→ **What the task asks**
Find and return every line of the data that contains the word "gets".

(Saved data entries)
==========
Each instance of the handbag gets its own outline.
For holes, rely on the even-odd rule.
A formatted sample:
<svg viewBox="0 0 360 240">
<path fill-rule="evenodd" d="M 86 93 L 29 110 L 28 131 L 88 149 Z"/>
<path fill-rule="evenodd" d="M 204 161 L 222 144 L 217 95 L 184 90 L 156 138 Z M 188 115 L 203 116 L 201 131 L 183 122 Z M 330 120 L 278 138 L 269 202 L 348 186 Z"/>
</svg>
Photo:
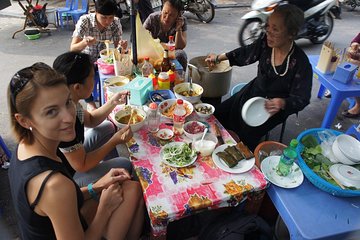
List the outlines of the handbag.
<svg viewBox="0 0 360 240">
<path fill-rule="evenodd" d="M 127 76 L 132 74 L 133 62 L 130 51 L 119 53 L 117 49 L 113 52 L 115 76 Z"/>
<path fill-rule="evenodd" d="M 340 60 L 339 55 L 334 49 L 334 45 L 331 42 L 326 41 L 321 48 L 320 57 L 316 68 L 324 73 L 330 74 L 335 72 L 336 66 Z"/>
</svg>

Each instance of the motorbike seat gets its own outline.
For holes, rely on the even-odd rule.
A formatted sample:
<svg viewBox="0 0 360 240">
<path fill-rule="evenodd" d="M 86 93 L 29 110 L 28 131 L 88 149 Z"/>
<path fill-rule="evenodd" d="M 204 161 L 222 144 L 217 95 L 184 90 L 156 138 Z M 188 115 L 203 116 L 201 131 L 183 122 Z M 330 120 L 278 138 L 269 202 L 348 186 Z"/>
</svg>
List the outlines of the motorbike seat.
<svg viewBox="0 0 360 240">
<path fill-rule="evenodd" d="M 310 1 L 304 1 L 304 0 L 289 0 L 288 2 L 290 4 L 294 4 L 297 7 L 299 7 L 304 12 L 316 5 L 318 5 L 321 2 L 324 2 L 325 0 L 310 0 Z"/>
</svg>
==========
→ **Solution**
Each instance of the handbag gets its own outline.
Each instance of the motorbike seat gets its own outline.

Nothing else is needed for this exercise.